▸ **ÉNONCÉ A**
D'après le texte sur la perception du risque chez les hommes et les femmes, à partir de quand les scientifiques ont-ils cherché à expliquer cette différence ?
▸ **ÉNONCÉ B**
Rédigez la suite du texte sur la perception du risque chez les hommes et les femmes, à partir de sa dernière phrase.

▸ **TEXTE RETENU**

==================================================

On relève ainsi une plus grande sensibilité des femmes à l’ensemble des risques. Cette différence a été observée dès les premières études de la perception du risque dans les années 1950, mais il a fallu attendre la fin des années 1970 pour que les scientifiques cherchent à l’expliquer. La première hypothèse explorée était que les hommes étaient moins sensibles aux risques car ils étaient plus éduqués et compétents que les femmes. Or, les recherches montrent que des connaissances plus importantes sur les risques peuvent également augmenter le niveau ressenti de menace, et que ces différences entre hommes et femmes s’observent également lorsque les hommes et les femmes ont le même niveau de connaissance. La deuxième grande hypothèse est liée à la répartition traditionnelle des rôles sociaux. Notamment, le rôle nourricier et la prise en charge du bien-être des autres, traditionnellement plus investis par les femmes, amèneraient chez elles une sensibilité plus importante aux risques liés à la santé. Cette hypothèse a été confortée par de nombreux résultats, montrant que si les femmes perçoivent des risques plus élevés, ce n’est pas parce qu’elles en savent moins, mais parce qu’elles se sentent plus concernées.

==================================================

▸ **LIGNES**
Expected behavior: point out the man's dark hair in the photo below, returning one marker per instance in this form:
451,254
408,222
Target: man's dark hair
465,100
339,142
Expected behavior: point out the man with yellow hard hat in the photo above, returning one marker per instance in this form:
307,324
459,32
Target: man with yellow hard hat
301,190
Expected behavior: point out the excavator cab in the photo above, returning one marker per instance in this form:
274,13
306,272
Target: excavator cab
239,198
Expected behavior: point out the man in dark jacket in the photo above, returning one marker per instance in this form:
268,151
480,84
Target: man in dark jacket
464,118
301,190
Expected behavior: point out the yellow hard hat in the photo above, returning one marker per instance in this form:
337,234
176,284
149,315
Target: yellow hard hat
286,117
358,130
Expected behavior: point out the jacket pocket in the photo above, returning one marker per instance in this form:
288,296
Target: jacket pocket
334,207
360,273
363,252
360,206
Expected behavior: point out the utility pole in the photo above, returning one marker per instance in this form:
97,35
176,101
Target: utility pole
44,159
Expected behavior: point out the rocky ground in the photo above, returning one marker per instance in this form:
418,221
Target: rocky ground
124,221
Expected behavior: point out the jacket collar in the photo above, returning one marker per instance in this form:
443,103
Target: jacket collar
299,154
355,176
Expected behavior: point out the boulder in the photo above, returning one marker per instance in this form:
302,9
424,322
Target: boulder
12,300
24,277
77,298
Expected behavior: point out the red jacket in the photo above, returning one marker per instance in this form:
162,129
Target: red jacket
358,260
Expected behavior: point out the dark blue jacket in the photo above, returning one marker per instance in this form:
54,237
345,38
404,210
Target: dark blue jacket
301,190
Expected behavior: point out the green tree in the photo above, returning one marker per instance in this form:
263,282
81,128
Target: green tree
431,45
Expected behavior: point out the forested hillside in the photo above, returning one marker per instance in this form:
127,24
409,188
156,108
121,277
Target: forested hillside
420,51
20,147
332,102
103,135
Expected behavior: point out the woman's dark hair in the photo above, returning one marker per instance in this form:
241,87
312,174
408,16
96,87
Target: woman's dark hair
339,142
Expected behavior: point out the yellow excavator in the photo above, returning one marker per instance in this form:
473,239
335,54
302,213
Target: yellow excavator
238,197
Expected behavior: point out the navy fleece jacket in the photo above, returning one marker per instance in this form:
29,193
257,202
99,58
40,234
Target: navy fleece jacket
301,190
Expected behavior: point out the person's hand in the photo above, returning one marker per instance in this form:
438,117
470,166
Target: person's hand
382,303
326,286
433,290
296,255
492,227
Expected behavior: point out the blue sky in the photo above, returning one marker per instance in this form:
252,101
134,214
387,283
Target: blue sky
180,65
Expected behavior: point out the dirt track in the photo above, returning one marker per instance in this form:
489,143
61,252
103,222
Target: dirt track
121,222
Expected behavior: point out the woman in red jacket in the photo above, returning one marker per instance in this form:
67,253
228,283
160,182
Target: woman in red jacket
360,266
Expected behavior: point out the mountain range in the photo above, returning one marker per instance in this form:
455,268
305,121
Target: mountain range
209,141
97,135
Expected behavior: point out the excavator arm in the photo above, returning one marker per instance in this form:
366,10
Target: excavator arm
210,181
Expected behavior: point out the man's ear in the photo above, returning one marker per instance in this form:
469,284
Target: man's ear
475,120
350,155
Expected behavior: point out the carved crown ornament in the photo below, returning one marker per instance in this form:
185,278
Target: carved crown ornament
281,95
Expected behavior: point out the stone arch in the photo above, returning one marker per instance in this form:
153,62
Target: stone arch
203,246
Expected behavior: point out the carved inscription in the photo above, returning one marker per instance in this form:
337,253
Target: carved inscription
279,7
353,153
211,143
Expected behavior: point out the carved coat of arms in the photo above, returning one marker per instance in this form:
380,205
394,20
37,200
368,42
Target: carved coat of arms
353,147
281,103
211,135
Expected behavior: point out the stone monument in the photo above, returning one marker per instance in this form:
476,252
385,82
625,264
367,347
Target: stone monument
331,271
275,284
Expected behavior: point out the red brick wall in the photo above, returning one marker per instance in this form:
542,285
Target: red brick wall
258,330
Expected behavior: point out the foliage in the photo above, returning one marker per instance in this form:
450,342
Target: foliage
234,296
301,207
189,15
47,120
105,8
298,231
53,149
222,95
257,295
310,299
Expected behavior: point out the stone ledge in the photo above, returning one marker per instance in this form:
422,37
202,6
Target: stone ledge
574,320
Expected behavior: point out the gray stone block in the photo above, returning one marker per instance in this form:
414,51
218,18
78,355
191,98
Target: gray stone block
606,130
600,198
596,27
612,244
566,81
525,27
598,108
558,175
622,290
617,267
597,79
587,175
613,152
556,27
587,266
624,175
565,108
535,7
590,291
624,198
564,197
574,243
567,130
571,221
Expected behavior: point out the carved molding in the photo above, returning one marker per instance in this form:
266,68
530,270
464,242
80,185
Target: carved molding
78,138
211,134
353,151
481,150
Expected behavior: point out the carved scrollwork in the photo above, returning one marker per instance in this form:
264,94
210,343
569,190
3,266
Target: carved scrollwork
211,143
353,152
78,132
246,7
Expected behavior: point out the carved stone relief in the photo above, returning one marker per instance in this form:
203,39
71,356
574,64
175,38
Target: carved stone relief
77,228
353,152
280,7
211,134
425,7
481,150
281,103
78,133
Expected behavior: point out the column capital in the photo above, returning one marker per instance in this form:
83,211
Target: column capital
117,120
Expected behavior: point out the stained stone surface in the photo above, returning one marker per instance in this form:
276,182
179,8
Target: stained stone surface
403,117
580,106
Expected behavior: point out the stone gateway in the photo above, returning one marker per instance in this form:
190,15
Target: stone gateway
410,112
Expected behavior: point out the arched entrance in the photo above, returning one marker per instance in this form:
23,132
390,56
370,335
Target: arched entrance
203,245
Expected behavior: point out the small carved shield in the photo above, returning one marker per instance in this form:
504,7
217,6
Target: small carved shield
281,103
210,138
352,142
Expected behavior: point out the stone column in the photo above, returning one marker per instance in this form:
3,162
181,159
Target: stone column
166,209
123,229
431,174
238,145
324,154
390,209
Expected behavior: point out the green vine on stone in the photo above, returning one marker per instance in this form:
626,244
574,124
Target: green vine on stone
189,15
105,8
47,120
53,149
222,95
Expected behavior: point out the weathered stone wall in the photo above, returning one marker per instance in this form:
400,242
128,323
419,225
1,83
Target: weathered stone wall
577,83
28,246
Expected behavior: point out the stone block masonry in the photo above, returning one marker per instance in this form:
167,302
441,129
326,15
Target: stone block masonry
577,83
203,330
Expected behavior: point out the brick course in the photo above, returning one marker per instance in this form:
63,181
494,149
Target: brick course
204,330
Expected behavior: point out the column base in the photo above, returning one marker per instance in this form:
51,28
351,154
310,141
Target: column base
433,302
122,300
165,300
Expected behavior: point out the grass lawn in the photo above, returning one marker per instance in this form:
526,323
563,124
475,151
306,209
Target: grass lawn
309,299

==================================================

▸ **RÉPONSE ATTENDUE A**
À la fin des années 1970.

▸ **RÉPONSE ATTENDUE B**
Ces différences de genre dans la perception du risque s’observent dès l’enfance pour de nombreux risques perçus et pourraient être liées à la socialisation genrée et notamment aux différences de pratiques parentales dans l’éducation au risque. En effet, les parents tolèrent davantage les prises de risque des garçons et centrent leurs efforts éducatifs sur l’apprentissage de l’évitement du risque chez les filles, considérées comme plus fragiles et vulnérables. La différence entre garçons et filles dans le sentiment de vulnérabilité est ainsi construite par les pratiques éducatives des différents agents de socialisation (les parents, les pairs, l’école, les médias). À noter que l’expression même de l’anxiété et de la peur face aux risques est également plus ou moins acceptée socialement selon qu’on est garçon ou fille, femme ou homme. Ces pratiques de socialisation genrée amènent aussi des expériences spécifiques liées au risque. Les garçons, exposés à davantage de risques que les filles, ont aussi plus d’opportunités de construire des compétences pour y faire face. Les prises de risque plus nombreuses chez les garçons et les hommes, en plus d’augmenter le sentiment d’invulnérabilité, peuvent également entraîner un phénomène de désensibilisation à la menace. Les recherches montrent ainsi que là où les filles semblent sensibles à la simple présence du risque (« vais-je avoir mal ? ») en vue de l’éviter, les garçons tendent à évaluer l’importance du risque (« à quel point vais-je avoir mal ? ») pour mieux le contrôler. La perception et la pratique face au risque seraient donc socialement construites et les différences observées entre hommes et femmes seraient le résultat de l’intériorisation des rôles masculins et féminins.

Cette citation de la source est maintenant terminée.